### Aim of the task
Rewrite all of the records below in full, substituting "most deeply within" for every occurrence of "deepest inside" and leaving everything else unchanged.

### Data for this task
Start

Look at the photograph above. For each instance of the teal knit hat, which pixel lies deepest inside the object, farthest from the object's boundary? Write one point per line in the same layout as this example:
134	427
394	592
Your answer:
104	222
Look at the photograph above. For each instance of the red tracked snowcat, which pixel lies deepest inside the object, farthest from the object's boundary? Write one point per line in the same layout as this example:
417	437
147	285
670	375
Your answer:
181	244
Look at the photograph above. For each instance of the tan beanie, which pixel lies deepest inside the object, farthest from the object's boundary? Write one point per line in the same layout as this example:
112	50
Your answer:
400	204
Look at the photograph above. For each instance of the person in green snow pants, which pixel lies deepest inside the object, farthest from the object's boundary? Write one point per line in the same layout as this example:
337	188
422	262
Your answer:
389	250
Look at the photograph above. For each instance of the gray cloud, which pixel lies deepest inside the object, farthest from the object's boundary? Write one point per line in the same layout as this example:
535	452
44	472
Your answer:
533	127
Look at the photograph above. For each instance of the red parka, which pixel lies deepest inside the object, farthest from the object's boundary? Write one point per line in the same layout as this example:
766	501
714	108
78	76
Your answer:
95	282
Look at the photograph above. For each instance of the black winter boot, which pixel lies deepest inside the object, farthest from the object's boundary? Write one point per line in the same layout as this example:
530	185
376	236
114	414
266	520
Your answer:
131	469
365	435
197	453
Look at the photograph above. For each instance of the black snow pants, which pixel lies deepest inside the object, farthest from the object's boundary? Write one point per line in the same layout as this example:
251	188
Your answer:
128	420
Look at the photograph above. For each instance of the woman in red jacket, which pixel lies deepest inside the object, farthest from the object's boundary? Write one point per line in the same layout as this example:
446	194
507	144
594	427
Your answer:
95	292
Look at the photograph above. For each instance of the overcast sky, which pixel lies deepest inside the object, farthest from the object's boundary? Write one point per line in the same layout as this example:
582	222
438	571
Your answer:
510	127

End

### Task output
Look at the photograph above. For each instance of the teal knit hat, which pixel lies most deeply within the object, farthest from the object's boundary? Write one point per line in the same layout as this example:
134	427
394	592
Your answer:
104	222
Look at the photograph above. For each instance of the red tracked snowcat, which pixel lies most deeply within the object, farthest from the object's boundary? Write one point per line in the same layout as this example:
417	437
147	285
670	375
Your answer:
181	244
Look at the photograph above. For each instance of the tan beanie, which pixel lies most deeply within the object, farthest from the object's boundary? Write one point per line in the same layout as this example:
112	50
Your answer:
400	204
Look at the photograph above. For each instance of the person in green snow pants, which pixel lies most deeply within the object, farthest from the object's boundary? Write one point per line in the same layout as this example:
337	188
422	262
Your answer:
389	250
Look at the photograph above. For each instance of the gray cloud, which pixel lies most deeply within the object, farthest from the object's boundary? Write one point per line in the same layout as this example:
535	452
44	472
Your answer:
533	127
Look at the photograph above. For each instance of the red parka, which pixel lies most deeply within the object, farthest from the object's boundary? Write one point per line in the same layout as this example:
766	501
714	108
78	76
Your answer:
95	282
Look at the photograph above. For each instance of the black winter boot, which pixel lies most deeply within the object, farthest from the object's boundary? Write one point per line in the same layout as this example:
530	185
376	236
114	414
266	520
Your answer:
131	469
365	435
197	453
Look at the photograph above. For each instance of the black snow pants, which pixel lies most deeply within the object, farthest from the object's boundary? Write one point per line in the same layout as this example:
251	188
Your answer:
128	420
Look at the photograph above. For each instance of the woman in red jacket, which pixel lies most deeply within the object, farthest from the object's boundary? Write one point per line in the same layout as this example:
446	194
507	144
594	427
Your answer:
95	292
Look at the photograph above. For each instance of the overcast sky, which pixel lies most deeply within the object, farthest from the object's boundary? Write one point per line in the same layout as this example:
582	222
438	571
Your answer:
510	127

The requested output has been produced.